DATASET RECORDS:

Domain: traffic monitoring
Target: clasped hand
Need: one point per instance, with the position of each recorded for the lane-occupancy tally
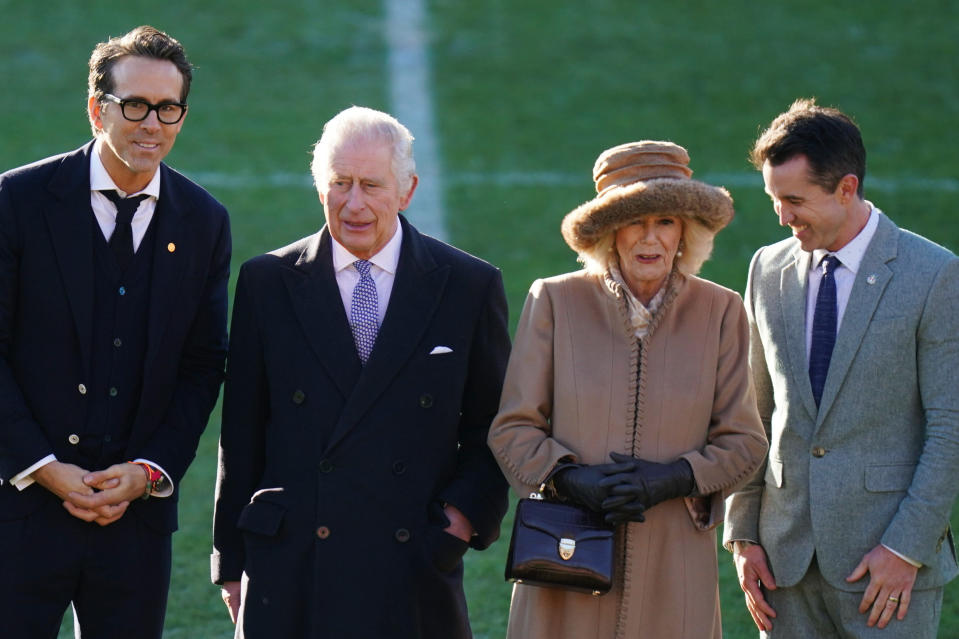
(101, 497)
(626, 488)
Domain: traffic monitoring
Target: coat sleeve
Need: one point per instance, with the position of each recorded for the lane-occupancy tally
(241, 452)
(922, 521)
(742, 506)
(22, 441)
(520, 436)
(735, 442)
(478, 488)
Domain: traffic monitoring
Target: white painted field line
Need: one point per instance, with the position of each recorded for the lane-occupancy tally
(411, 101)
(543, 179)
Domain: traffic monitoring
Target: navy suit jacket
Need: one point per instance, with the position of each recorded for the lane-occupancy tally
(333, 475)
(46, 325)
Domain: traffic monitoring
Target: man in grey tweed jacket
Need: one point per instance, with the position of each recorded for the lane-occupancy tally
(846, 530)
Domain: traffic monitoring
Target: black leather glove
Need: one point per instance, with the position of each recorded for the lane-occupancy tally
(583, 484)
(647, 484)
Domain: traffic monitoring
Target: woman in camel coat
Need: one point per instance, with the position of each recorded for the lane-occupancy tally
(627, 392)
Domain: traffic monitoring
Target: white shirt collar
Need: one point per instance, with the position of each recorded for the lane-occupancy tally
(387, 258)
(100, 180)
(854, 251)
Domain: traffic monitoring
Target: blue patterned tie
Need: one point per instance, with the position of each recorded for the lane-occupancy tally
(823, 327)
(363, 311)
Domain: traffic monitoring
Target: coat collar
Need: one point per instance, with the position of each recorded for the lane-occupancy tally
(871, 280)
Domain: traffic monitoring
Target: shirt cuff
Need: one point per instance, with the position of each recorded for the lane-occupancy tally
(166, 484)
(911, 562)
(24, 479)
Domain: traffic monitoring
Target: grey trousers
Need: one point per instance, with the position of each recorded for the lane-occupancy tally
(813, 608)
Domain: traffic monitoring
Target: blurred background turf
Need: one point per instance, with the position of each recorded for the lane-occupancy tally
(526, 95)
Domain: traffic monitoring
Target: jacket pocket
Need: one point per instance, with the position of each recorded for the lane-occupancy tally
(888, 478)
(261, 517)
(774, 472)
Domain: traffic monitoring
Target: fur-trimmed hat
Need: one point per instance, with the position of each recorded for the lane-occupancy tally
(648, 178)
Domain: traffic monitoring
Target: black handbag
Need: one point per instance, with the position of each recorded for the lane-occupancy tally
(560, 546)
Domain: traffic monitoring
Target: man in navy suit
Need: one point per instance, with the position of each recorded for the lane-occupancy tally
(366, 363)
(113, 297)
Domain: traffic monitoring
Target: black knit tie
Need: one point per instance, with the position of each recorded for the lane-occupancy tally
(121, 242)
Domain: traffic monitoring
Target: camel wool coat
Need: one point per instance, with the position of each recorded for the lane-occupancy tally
(580, 385)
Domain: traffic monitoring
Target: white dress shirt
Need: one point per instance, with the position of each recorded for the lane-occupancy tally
(105, 212)
(383, 272)
(850, 257)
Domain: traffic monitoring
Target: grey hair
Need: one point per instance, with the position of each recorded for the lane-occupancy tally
(697, 244)
(362, 124)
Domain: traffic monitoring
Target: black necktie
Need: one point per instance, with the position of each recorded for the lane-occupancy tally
(121, 242)
(823, 327)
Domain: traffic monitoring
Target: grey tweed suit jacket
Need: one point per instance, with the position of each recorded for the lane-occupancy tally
(878, 462)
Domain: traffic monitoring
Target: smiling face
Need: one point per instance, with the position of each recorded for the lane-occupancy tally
(646, 252)
(362, 199)
(131, 152)
(818, 218)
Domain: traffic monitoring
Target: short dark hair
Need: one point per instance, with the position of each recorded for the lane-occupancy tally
(828, 138)
(145, 42)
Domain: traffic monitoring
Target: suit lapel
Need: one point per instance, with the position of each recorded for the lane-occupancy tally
(871, 281)
(173, 253)
(417, 291)
(793, 296)
(315, 297)
(71, 224)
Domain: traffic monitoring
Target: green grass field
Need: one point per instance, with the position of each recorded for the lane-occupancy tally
(525, 96)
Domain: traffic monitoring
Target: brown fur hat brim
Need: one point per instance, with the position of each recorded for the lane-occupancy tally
(710, 206)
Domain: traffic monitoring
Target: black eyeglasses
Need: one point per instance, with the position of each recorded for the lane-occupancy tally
(138, 110)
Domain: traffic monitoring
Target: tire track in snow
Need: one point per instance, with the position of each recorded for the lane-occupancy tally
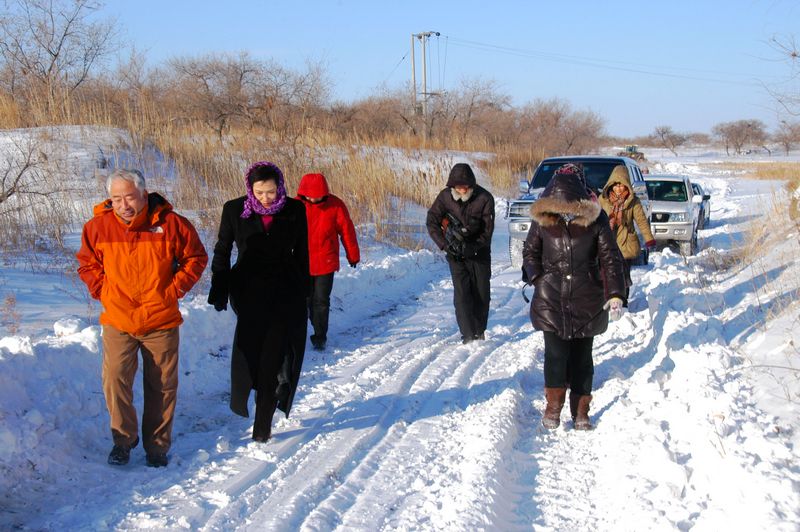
(401, 405)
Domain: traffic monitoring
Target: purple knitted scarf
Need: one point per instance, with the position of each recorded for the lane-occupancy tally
(251, 204)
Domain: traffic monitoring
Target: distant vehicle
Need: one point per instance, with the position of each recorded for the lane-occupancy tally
(676, 211)
(597, 168)
(705, 206)
(633, 152)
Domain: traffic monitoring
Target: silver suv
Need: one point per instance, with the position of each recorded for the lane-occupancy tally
(597, 168)
(676, 215)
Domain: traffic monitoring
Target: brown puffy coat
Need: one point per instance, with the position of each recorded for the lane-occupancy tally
(138, 271)
(574, 266)
(632, 211)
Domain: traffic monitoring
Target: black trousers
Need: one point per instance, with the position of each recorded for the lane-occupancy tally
(471, 294)
(319, 305)
(626, 270)
(568, 363)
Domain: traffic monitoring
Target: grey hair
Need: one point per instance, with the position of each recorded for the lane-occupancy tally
(133, 176)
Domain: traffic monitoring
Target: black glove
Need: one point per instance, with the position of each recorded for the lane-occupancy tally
(473, 227)
(455, 249)
(471, 249)
(525, 279)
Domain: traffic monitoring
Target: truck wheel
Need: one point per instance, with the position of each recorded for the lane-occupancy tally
(689, 247)
(515, 252)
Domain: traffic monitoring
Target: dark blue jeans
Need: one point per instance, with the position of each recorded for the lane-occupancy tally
(319, 306)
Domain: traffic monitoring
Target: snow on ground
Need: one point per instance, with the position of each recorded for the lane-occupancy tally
(399, 426)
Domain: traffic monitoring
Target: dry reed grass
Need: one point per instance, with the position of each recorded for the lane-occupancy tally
(775, 171)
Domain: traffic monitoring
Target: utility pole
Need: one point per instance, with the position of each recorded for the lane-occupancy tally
(423, 38)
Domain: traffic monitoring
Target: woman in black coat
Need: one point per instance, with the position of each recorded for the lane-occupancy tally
(267, 288)
(571, 258)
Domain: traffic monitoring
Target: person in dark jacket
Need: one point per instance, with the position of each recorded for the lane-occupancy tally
(571, 258)
(461, 223)
(267, 289)
(328, 221)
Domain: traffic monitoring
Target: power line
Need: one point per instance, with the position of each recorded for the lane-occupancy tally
(395, 67)
(602, 63)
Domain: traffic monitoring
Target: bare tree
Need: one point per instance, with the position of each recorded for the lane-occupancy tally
(33, 200)
(666, 137)
(787, 135)
(741, 133)
(52, 43)
(224, 90)
(551, 127)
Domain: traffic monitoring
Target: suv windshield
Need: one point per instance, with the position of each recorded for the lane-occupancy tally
(596, 173)
(666, 191)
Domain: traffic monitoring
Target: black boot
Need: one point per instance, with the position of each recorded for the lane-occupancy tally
(121, 454)
(555, 402)
(581, 417)
(265, 410)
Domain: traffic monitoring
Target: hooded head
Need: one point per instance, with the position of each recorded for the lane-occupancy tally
(618, 175)
(313, 186)
(263, 171)
(461, 175)
(566, 194)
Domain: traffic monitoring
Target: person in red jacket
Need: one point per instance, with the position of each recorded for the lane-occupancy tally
(328, 221)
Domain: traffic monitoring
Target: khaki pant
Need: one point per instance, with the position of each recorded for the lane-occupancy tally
(160, 378)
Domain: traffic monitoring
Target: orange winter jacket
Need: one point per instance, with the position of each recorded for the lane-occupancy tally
(138, 271)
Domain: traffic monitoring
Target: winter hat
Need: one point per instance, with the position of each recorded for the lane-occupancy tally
(259, 172)
(461, 175)
(571, 169)
(313, 186)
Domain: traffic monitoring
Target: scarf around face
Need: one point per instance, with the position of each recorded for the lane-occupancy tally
(617, 203)
(251, 204)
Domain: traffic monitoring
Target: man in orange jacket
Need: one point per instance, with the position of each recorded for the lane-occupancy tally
(328, 220)
(138, 257)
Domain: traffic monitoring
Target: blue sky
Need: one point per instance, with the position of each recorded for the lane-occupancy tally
(686, 64)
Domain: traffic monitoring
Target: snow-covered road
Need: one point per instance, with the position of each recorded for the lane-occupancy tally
(399, 426)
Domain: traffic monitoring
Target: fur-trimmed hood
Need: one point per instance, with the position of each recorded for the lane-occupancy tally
(618, 175)
(565, 194)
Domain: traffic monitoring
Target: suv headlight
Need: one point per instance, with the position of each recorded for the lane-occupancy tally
(519, 210)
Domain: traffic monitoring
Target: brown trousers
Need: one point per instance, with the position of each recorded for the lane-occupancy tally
(160, 379)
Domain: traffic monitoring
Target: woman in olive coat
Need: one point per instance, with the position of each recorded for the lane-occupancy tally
(624, 209)
(571, 258)
(267, 289)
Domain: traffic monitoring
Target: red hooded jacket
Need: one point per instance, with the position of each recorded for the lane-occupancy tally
(328, 220)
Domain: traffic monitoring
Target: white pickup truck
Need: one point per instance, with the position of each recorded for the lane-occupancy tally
(676, 207)
(596, 168)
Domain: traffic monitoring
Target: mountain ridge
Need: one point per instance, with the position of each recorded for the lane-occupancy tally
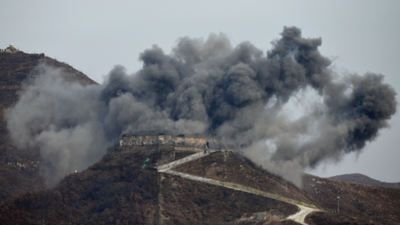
(364, 179)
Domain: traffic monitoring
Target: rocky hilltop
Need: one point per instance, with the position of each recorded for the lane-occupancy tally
(158, 182)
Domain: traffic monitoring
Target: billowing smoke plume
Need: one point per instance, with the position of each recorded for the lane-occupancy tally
(236, 94)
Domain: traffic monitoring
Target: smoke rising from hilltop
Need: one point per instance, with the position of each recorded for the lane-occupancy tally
(234, 93)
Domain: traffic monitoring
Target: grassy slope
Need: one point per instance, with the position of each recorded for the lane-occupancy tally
(364, 202)
(242, 171)
(362, 179)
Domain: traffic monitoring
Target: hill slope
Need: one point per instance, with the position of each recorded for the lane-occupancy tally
(19, 169)
(362, 179)
(365, 202)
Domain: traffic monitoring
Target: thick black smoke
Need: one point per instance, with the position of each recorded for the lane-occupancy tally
(236, 94)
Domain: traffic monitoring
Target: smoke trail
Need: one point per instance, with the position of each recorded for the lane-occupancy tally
(234, 93)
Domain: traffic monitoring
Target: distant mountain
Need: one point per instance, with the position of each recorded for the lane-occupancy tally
(19, 169)
(124, 187)
(362, 179)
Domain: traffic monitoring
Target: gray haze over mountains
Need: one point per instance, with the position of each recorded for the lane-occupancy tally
(236, 94)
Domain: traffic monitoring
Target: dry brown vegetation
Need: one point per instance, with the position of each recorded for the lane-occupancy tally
(191, 202)
(362, 179)
(19, 169)
(117, 191)
(231, 167)
(113, 191)
(364, 202)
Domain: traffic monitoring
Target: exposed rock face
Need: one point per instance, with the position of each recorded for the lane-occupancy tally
(11, 49)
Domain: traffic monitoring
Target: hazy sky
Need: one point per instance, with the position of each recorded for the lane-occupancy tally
(93, 36)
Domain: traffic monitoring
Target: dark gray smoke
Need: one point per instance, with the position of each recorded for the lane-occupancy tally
(234, 93)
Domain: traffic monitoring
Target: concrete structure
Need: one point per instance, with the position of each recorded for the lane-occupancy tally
(141, 140)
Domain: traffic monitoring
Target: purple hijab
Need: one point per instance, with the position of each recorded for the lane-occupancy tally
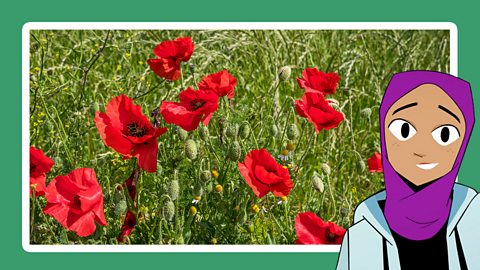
(420, 215)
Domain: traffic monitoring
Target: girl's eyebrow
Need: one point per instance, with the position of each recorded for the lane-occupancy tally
(449, 112)
(404, 107)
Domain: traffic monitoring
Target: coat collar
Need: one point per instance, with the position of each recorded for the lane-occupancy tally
(371, 212)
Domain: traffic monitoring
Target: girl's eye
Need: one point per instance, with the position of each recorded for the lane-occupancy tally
(445, 135)
(401, 129)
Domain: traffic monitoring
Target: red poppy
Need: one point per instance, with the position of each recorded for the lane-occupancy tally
(375, 163)
(39, 166)
(318, 81)
(169, 55)
(222, 83)
(125, 129)
(317, 110)
(312, 230)
(194, 106)
(263, 174)
(76, 201)
(128, 225)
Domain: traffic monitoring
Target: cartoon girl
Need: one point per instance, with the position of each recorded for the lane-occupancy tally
(423, 219)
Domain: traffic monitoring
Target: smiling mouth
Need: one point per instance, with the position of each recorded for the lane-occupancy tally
(427, 166)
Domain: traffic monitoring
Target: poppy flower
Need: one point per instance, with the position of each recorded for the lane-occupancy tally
(222, 83)
(263, 174)
(39, 166)
(128, 225)
(194, 106)
(317, 110)
(124, 128)
(312, 230)
(375, 163)
(317, 81)
(169, 55)
(76, 201)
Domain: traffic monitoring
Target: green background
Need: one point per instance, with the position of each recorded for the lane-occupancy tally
(15, 14)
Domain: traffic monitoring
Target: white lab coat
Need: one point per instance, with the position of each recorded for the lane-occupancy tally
(362, 246)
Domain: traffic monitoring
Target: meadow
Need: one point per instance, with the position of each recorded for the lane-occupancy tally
(75, 73)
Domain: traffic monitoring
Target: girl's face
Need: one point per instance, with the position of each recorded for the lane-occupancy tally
(423, 133)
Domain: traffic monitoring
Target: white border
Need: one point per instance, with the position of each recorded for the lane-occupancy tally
(188, 26)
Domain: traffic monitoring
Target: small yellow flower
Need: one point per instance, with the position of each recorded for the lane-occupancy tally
(290, 146)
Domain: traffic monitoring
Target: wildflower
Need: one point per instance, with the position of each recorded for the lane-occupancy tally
(76, 201)
(125, 129)
(312, 230)
(222, 83)
(263, 174)
(39, 166)
(194, 106)
(316, 109)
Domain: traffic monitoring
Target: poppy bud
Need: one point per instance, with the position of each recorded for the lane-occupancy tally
(198, 190)
(190, 149)
(325, 168)
(182, 134)
(292, 132)
(234, 151)
(168, 210)
(290, 146)
(273, 130)
(173, 189)
(317, 183)
(361, 166)
(203, 132)
(284, 73)
(232, 131)
(205, 176)
(244, 130)
(366, 112)
(193, 210)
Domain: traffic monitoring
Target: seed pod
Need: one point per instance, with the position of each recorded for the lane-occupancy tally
(191, 149)
(234, 151)
(361, 166)
(318, 183)
(325, 168)
(284, 73)
(232, 131)
(244, 131)
(292, 132)
(205, 176)
(173, 189)
(198, 190)
(182, 134)
(366, 113)
(273, 130)
(168, 210)
(203, 132)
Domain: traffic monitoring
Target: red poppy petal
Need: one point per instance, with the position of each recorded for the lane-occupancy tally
(111, 136)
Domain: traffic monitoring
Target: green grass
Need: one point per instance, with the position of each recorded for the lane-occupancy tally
(75, 73)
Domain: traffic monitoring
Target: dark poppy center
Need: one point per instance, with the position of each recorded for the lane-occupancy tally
(135, 130)
(76, 202)
(197, 103)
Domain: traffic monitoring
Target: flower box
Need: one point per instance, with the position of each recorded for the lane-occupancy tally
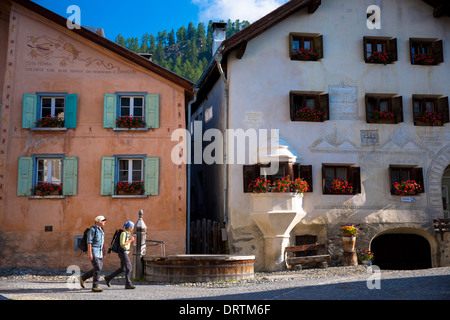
(424, 59)
(304, 55)
(130, 188)
(50, 122)
(429, 119)
(130, 122)
(380, 57)
(406, 188)
(308, 114)
(44, 189)
(340, 186)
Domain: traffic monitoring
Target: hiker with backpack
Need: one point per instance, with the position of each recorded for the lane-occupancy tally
(121, 245)
(94, 240)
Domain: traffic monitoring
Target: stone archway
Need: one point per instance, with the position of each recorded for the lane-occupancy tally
(403, 248)
(434, 182)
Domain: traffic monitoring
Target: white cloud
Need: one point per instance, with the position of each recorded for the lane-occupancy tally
(250, 10)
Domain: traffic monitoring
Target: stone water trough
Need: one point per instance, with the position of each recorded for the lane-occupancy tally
(198, 268)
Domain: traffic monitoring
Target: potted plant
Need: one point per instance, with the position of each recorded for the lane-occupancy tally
(382, 117)
(349, 230)
(50, 122)
(259, 186)
(366, 257)
(130, 188)
(130, 122)
(47, 189)
(384, 57)
(304, 54)
(424, 59)
(340, 186)
(427, 118)
(409, 187)
(282, 185)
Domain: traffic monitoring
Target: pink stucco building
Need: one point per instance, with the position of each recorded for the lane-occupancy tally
(83, 83)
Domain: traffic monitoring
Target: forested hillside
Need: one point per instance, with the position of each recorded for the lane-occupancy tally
(186, 51)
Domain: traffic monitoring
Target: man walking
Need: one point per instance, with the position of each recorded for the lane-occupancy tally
(95, 240)
(126, 238)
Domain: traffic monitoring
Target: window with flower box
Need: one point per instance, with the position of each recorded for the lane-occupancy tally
(406, 180)
(305, 46)
(47, 175)
(294, 170)
(380, 50)
(430, 110)
(309, 106)
(131, 110)
(130, 175)
(426, 51)
(341, 179)
(384, 108)
(49, 111)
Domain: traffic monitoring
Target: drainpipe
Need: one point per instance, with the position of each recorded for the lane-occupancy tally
(188, 182)
(218, 58)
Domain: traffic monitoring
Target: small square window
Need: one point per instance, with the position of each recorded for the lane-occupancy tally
(341, 179)
(308, 106)
(380, 50)
(384, 108)
(305, 46)
(426, 51)
(430, 110)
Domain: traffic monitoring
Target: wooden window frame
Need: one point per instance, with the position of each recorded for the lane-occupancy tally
(395, 105)
(315, 39)
(440, 105)
(321, 102)
(433, 47)
(294, 170)
(388, 44)
(413, 172)
(353, 176)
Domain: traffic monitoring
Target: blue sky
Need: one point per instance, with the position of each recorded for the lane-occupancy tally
(133, 18)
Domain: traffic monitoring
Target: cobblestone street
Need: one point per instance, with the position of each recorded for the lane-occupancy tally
(333, 283)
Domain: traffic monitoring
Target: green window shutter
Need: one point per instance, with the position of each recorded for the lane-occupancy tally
(70, 115)
(29, 110)
(109, 110)
(151, 179)
(152, 110)
(108, 171)
(70, 176)
(25, 176)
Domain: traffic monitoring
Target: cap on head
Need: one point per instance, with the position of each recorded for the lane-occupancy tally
(128, 224)
(100, 218)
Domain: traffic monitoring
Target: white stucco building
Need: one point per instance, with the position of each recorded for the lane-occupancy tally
(264, 85)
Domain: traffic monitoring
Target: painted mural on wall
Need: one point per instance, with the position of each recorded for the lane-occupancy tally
(49, 54)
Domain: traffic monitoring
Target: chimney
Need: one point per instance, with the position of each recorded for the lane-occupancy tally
(219, 34)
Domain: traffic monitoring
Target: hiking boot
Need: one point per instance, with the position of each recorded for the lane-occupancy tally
(82, 283)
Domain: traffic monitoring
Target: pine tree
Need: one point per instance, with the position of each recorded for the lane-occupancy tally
(186, 52)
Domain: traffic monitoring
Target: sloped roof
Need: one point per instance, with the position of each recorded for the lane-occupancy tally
(187, 85)
(239, 40)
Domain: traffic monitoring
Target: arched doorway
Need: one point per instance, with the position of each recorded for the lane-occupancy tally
(446, 192)
(401, 251)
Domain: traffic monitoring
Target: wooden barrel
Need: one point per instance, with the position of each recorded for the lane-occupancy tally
(198, 268)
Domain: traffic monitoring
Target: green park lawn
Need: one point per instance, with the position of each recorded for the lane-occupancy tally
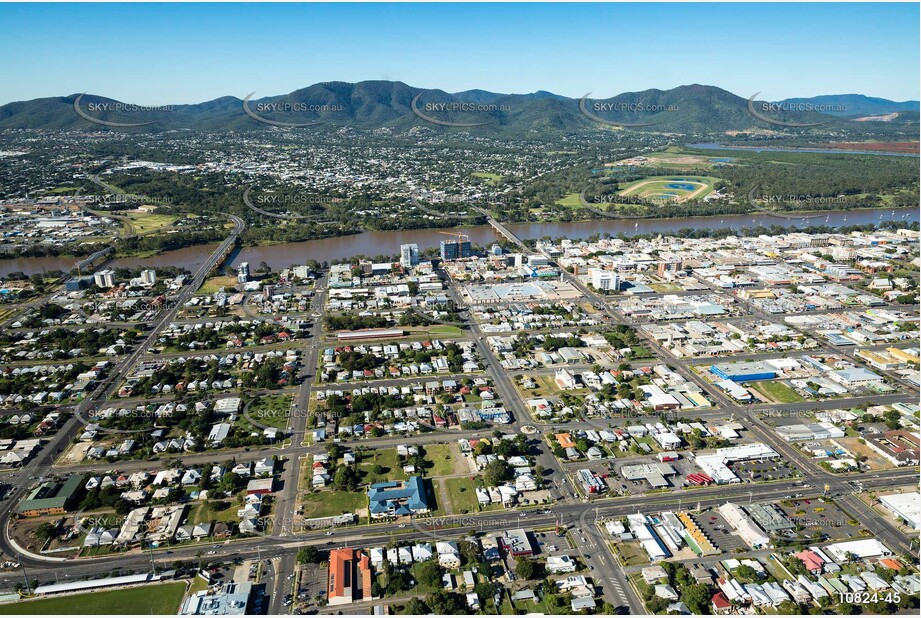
(155, 599)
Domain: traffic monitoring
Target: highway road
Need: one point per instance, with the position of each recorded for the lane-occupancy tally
(282, 542)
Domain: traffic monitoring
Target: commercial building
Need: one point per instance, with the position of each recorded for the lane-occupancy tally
(409, 255)
(349, 576)
(747, 371)
(865, 548)
(604, 280)
(52, 498)
(517, 543)
(747, 529)
(454, 249)
(397, 499)
(652, 473)
(906, 507)
(900, 447)
(370, 333)
(231, 599)
(104, 279)
(716, 465)
(855, 377)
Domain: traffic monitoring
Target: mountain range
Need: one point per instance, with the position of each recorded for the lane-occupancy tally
(379, 104)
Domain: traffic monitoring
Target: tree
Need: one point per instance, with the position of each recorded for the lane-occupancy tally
(495, 472)
(697, 598)
(309, 554)
(417, 607)
(46, 531)
(346, 479)
(525, 569)
(445, 603)
(429, 573)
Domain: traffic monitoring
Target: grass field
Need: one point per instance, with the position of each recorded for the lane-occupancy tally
(672, 188)
(145, 222)
(462, 494)
(777, 392)
(155, 599)
(269, 410)
(327, 503)
(445, 330)
(493, 179)
(213, 284)
(445, 459)
(388, 460)
(214, 510)
(570, 201)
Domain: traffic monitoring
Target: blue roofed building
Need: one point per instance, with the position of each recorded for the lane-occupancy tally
(398, 499)
(746, 371)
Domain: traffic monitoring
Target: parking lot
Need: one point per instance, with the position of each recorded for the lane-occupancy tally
(718, 531)
(813, 515)
(751, 471)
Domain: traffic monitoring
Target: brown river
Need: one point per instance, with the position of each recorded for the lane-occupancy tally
(388, 243)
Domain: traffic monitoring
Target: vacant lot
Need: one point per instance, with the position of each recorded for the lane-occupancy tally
(161, 599)
(778, 392)
(214, 284)
(328, 502)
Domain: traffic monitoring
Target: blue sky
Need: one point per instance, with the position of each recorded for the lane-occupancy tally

WRITTEN TASK:
List every line in the rows above that contains the string "gray", copying each matching line in full.

ANSWER IN FULL:
Target: gray haze over mountains
Target: dark gray smoke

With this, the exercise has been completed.